Work required »
Scan the records for the line containing "Please point out the upper"; extract it and all later lines, verbatim, through the end, and nothing before it.
++++++
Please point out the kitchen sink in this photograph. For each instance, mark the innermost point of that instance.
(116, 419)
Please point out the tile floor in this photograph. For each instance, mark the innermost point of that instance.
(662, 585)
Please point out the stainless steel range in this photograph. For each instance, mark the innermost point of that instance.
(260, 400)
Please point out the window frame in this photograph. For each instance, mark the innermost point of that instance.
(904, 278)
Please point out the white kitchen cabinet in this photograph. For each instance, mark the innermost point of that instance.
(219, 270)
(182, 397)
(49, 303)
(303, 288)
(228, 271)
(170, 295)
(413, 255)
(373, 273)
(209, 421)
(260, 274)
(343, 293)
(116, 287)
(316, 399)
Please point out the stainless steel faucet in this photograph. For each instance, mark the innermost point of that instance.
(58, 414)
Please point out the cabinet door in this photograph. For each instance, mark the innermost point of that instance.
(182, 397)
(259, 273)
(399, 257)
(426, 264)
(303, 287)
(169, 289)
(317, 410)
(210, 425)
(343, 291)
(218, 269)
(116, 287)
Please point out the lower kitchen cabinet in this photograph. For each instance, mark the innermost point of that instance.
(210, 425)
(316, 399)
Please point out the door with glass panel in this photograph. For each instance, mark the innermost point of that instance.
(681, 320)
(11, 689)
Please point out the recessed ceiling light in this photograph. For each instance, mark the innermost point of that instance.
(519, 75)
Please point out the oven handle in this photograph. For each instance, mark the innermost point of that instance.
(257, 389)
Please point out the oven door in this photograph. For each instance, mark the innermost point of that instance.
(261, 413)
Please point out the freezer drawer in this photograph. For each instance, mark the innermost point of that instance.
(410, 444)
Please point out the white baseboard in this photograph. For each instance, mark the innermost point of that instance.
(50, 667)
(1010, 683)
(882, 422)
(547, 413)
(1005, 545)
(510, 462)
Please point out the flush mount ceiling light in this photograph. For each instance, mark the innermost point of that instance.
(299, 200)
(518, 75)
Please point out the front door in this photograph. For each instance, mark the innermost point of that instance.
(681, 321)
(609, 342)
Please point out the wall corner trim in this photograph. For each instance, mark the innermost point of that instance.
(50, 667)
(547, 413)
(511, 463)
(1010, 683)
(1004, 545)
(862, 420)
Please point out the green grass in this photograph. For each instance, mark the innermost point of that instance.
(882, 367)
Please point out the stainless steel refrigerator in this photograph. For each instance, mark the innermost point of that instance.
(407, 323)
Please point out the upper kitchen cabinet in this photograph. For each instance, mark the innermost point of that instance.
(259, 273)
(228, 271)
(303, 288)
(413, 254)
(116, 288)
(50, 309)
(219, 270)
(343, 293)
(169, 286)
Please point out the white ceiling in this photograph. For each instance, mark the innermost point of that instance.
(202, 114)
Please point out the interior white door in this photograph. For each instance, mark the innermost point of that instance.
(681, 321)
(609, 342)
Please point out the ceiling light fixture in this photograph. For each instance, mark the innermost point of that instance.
++++++
Answer space »
Please point out the upper kitchen cabinet in this photograph. For each instance, mark the innermost point of that instance.
(259, 273)
(228, 271)
(303, 288)
(413, 254)
(116, 288)
(50, 309)
(219, 270)
(343, 293)
(169, 286)
Please point out the white ceiling in this photograph. For each instance, mark the innermost point of that instance.
(202, 114)
Please point out the interior white door in this photograph. For each instance, mark the innermost point of that instance.
(681, 321)
(609, 342)
Please point out the ceiling light fixture in this photograph. For each instance, mark the innermost point of that instance.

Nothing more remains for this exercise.